* Source material:
···

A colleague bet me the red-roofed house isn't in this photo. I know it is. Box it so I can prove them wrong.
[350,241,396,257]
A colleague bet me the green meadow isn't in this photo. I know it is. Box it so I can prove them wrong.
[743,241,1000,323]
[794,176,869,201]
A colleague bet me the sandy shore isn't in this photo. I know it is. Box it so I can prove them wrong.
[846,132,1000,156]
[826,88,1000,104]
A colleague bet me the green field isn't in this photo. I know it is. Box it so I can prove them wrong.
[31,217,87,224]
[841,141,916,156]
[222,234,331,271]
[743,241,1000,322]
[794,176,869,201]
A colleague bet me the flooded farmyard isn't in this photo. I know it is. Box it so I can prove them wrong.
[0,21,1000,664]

···

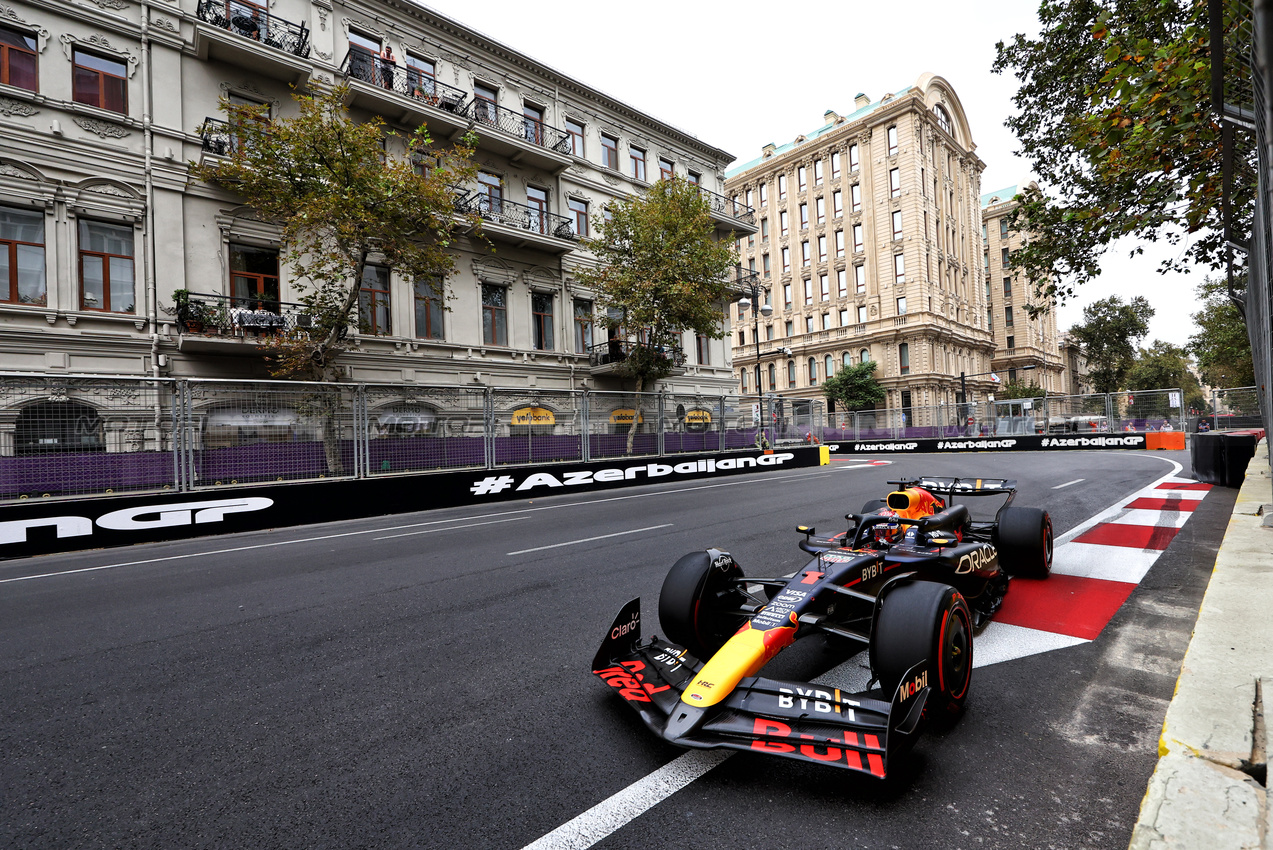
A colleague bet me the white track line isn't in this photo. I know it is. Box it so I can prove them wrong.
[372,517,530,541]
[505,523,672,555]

···

* Aim: Can you repeat the lines from the line with "A colleague bet me the white" up to and including the line with "[505,523,672,555]", word for word?

* Response to this exercise:
A colleague bet me the white track line isn't in this photo. I know it is. Box it so I can prove them wrong.
[372,517,530,541]
[505,523,672,555]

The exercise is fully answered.